Passage fourni:
À l'instar d'un Kenji Mizoguchi, Mikio Naruse est incontestablement le cinéaste de la femme. Mais là où son confrère affiche ostensiblement son militantisme, avec des films bien souvent engagés, lui reste fidèle à son tempérament d'homme discret et préfère se poser en témoin privilégié des choses. Préférant la force du documentaire aux démarches polémiques, il se contente de prendre sa caméra et filme, le plus simplement possible, le couple japonais moyen dans Meshi donnant à son Shômin geki une dimension réaliste des plus saisissantes.
Le Japon d'après-guerre, tiraillé entre une culture traditionnelle tenace et une aspiration pour la modernité, est profondément malade. Cela ne se voit pas forcément au premier coup d’œil car le patient semble calme et serein en apparence, tandis qu'au fond de lui les tourments le gagnent. Les maux dont souffre le pays ne sont finalement pas si différents de ceux qui touchent la femme à cette même période. C'est un peu ce que montre Naruse en esquissant le fin portrait d'une Japonaise représentative de son époque, Michiyo (campée avec justesse par Setsuko Hara) qui a bien du mal à trouver sa place entre son statut d'épouse et des désirs d'émancipation.

Entrées extraites:
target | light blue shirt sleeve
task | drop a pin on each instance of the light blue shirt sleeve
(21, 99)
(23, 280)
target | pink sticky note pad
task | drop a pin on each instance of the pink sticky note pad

Consigne: Recopiez le passage sur Mikio Naruse de « À l'instar d'un » à « des plus saisissantes. » en substituant « réalisateur » à « cinéaste ». Les entrées ne sont pas nécessaires.

Résultat obtenu:
À l'instar d'un Kenji Mizoguchi, Mikio Naruse est incontestablement le réalisateur de la femme. Mais là où son confrère affiche ostensiblement son militantisme, avec des films bien souvent engagés, lui reste fidèle à son tempérament d'homme discret et préfère se poser en témoin privilégié des choses. Préférant la force du documentaire aux démarches polémiques, il se contente de prendre sa caméra et filme, le plus simplement possible, le couple japonais moyen dans Meshi donnant à son Shômin geki une dimension réaliste des plus saisissantes.